The new urban culture of innovation is revealing to us again an old basic truth of cities: that cities are not the streets and buildings found within a set of legal boundaries, but the agglomeration of all the systems that make life in those cities possible, from food supply to financial markets, watersheds to warning systems to prevent pandemic disease outbreaks.
Because we’re so unused to thinking in systems, and because so many of those systems operate largely outside our view, few of us even know the shape of the systems upon which our lives depend, much less all the other more complicated, abstract systems that extend outward from our cities to cover the globe.
All of us depend on systems each of which are too large, intricate and complex for any one person to fully understand, much less manage: no one anywhere understands their interplay in its totality. We are forced, in order to think well about the world, to engage in collaborative thinking across disciplines, fields and places. We are forced to build models, construct working analogies, learn to debate systems functions and probable outcomes.
This need to grapple with complexity and interconnectedness as we remake our cities demands more and more facility with telling stories about systems. We require elegance in apprehending complex truths combined with skill in turning models into narratives.
This “systems storytelling” skill is absolutely critical in bright green cities in order to engage people to with their roles as citizens, creators and consumers in helping to evolve and support the kinds of systems that make possible more sustainably prosperous lives. Systems storytelling is an essential 21st century civic and journalistic skill.
But it’s not a skill we’re terribly good at yet. Systems storytelling is still in it infancy. I’d love to see a major, big-prize competition for the best, most insightful systems storytelling for a popular audience. Or even, for that matter, a good conference on the topic.

#### [Given material]
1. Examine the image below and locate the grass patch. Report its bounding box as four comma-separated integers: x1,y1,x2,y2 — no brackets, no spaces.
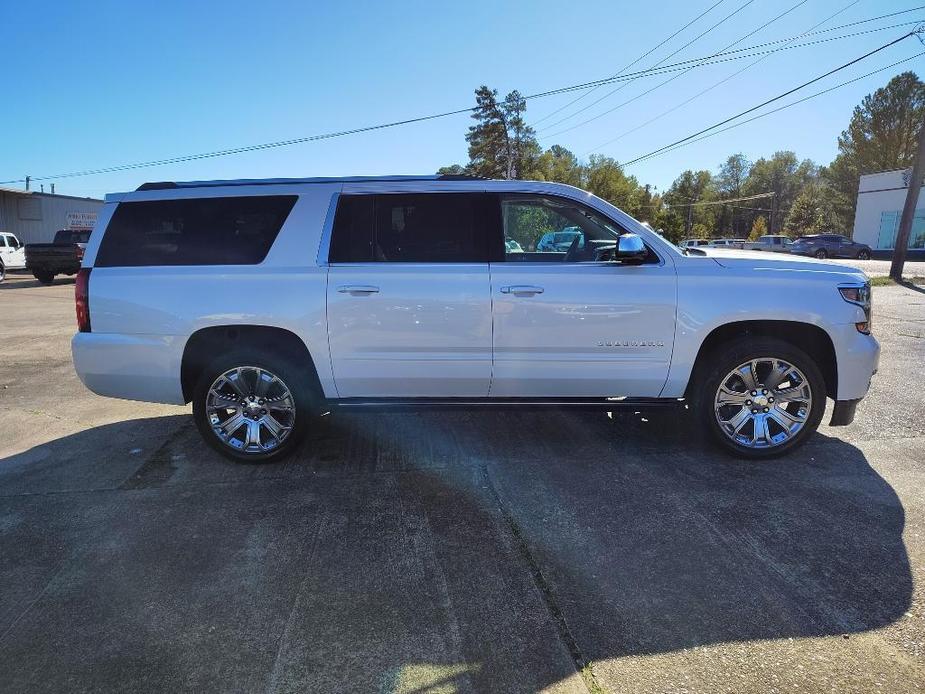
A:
870,277,925,287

#### [Set of tasks]
**a.** Translate this sentence from the passage on systems storytelling into Spanish: "We require elegance in apprehending complex truths combined with skill in turning models into narratives."
**b.** Answer these questions using the passage on systems storytelling:
(i) Cities are the agglomeration of what?
(ii) What skill does the passage call essential for the 21st century in both civic life and journalism?
(iii) What kind of competition would the writer love to see?
**c.** Copy out the part of the passage on systems storytelling between "All of us depend" and "models into narratives.", inclusive.

#### [Task-by-task solutions]
**a.** Necesitamos elegancia para comprender verdades complejas, combinada con destreza para convertir modelos en narrativas.

**b.**
(i) All the systems that make life in those cities possible.
(ii) Systems storytelling.
(iii) A major, big-prize competition for the best, most insightful systems storytelling for a popular audience.

**c.**
All of us depend on systems each of which are too large, intricate and complex for any one person to fully understand, much less manage: no one anywhere understands their interplay in its totality. We are forced, in order to think well about the world, to engage in collaborative thinking across disciplines, fields and places. We are forced to build models, construct working analogies, learn to debate systems functions and probable outcomes.
This need to grapple with complexity and interconnectedness as we remake our cities demands more and more facility with telling stories about systems. We require elegance in apprehending complex truths combined with skill in turning models into narratives.